- _The problem_: The answer must consist only of the lines from the line with "In the photograph above, where can the rear wing endplate" to the line with "In the photograph above, where can the blue", both included, exactly as they stand below.

- _Data listing_:
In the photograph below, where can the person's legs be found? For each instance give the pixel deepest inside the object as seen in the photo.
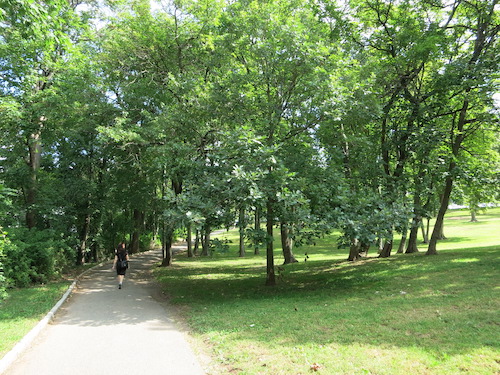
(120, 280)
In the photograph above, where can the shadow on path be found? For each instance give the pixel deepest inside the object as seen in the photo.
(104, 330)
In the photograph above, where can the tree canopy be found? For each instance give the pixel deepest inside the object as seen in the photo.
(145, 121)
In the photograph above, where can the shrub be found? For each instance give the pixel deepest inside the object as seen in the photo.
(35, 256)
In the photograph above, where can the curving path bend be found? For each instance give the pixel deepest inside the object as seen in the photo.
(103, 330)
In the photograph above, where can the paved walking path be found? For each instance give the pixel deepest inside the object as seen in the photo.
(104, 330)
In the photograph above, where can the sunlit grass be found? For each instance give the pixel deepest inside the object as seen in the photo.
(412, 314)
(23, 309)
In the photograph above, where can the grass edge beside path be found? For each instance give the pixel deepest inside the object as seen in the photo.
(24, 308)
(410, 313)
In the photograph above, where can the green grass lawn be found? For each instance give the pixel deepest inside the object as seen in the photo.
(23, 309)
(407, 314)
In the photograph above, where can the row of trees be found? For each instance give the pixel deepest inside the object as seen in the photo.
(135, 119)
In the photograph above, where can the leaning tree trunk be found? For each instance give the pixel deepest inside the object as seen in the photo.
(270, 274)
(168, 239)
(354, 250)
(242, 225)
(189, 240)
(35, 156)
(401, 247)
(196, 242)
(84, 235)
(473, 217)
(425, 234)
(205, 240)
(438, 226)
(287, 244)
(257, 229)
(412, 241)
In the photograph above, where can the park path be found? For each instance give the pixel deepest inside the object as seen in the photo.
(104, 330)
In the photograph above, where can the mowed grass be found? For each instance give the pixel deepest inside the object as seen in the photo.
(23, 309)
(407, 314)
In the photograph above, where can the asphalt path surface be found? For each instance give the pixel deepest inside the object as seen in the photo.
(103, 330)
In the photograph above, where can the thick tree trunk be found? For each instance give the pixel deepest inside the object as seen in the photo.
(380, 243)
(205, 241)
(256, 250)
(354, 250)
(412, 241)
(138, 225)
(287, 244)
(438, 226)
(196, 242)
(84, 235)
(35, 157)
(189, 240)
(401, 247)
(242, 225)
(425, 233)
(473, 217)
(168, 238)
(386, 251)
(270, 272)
...
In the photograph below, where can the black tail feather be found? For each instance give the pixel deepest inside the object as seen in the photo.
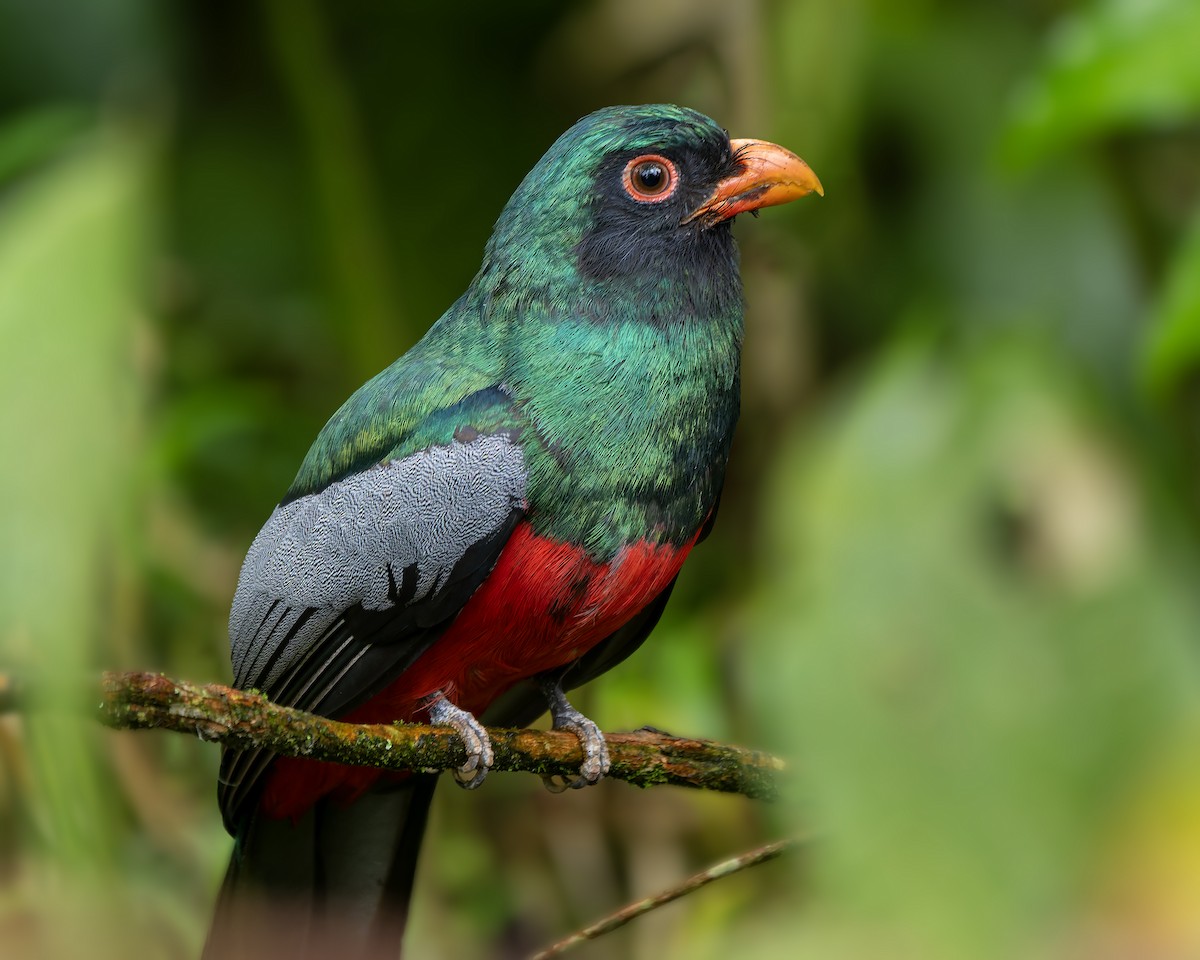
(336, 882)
* * *
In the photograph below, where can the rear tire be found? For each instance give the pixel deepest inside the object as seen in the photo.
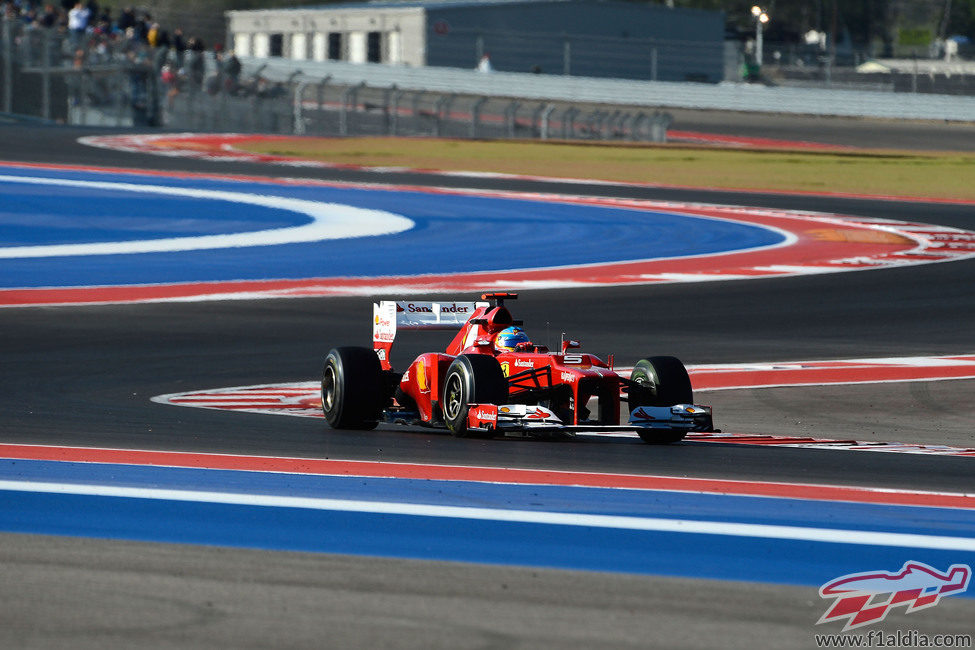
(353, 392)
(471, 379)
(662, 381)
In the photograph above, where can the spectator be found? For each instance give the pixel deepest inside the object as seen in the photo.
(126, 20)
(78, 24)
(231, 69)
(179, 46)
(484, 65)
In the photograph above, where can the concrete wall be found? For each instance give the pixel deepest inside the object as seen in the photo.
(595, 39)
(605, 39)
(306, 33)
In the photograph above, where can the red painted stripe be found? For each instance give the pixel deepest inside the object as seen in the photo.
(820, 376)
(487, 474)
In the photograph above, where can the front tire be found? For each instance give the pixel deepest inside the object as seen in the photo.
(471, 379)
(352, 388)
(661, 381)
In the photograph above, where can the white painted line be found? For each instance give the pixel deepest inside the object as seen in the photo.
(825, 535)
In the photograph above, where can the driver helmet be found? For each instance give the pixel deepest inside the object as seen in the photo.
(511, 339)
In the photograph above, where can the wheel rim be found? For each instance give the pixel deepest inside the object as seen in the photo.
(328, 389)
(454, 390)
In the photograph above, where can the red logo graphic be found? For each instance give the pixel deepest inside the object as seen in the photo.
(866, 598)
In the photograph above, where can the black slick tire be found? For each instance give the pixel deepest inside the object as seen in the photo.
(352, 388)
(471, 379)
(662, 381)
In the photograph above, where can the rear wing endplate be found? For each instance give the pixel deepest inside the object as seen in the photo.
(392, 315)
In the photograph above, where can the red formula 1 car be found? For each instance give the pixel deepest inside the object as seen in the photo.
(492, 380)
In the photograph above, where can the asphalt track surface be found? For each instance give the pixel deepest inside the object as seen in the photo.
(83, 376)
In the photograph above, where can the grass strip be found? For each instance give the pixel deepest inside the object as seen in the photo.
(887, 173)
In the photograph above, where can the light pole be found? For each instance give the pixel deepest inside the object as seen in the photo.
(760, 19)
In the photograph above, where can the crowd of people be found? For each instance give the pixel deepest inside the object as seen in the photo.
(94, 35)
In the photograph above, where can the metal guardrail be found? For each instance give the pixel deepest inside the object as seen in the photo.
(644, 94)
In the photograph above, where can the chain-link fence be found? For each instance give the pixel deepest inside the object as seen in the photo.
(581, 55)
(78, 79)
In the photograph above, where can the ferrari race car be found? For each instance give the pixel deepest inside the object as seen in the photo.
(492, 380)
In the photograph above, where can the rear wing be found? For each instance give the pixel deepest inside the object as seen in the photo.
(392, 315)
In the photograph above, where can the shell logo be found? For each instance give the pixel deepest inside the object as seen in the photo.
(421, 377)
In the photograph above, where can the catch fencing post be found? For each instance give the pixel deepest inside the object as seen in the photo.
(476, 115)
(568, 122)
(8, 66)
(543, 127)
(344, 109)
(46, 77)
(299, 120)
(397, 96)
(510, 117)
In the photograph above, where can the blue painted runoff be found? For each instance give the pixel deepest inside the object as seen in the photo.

- _Your solution_:
In the photograph above, where can the rear wing endplate be found? For each instance give the pixel deepest inside the object as seen in the photo.
(392, 315)
In the photograph above, where can the red formula 1 car be found? For each instance give the pixel deepest inside the object as seen in the photo.
(492, 380)
In the photograph above, where can the asphalt track surface be found? For each instance give the pixel deepest inside the object as seen in the photo.
(83, 376)
In the photograph above, where can the grass strip be found? For each instance give the pixel deepest inside the object as seen in the photo.
(887, 173)
In the photograph above, where can the light pole be found? For each instance give the pixel deepest inside the object as seen in the photo.
(760, 19)
In the photograph above, where can the crowd of people be found? For each instance give the pixel deepest inside the object as seen in the photo.
(94, 35)
In the photograph above, where can the metal guardrail be found? For each instance give the pixel deepest inside the object as seen in the photo.
(644, 94)
In the photograph above, where can the chain-link fence be found? For each instance give the pixel deepest inside the object as seen in the photo.
(581, 55)
(78, 79)
In the photograph above, where can the ferrari race car be found? For each instance give the pixel deepest inside the object as seen in the photo.
(492, 380)
In the photograph above, where can the rear wing be found? For each instance give the pixel deepest inside the object as seen in the photo.
(392, 315)
In the photograph above, where can the shell logo be found? For each instance give the pixel deepest inside the object as seen in the photo.
(421, 377)
In the photograph above, where can the catch fencing post be found? For each instance give the pixel deepest inside the object as seen in the photo.
(476, 115)
(568, 122)
(8, 66)
(543, 127)
(344, 109)
(46, 77)
(299, 120)
(397, 96)
(510, 117)
In the photograph above, where can the blue painted runoff be found? For each instance give the pixel deepest inside the object as seen in the photo.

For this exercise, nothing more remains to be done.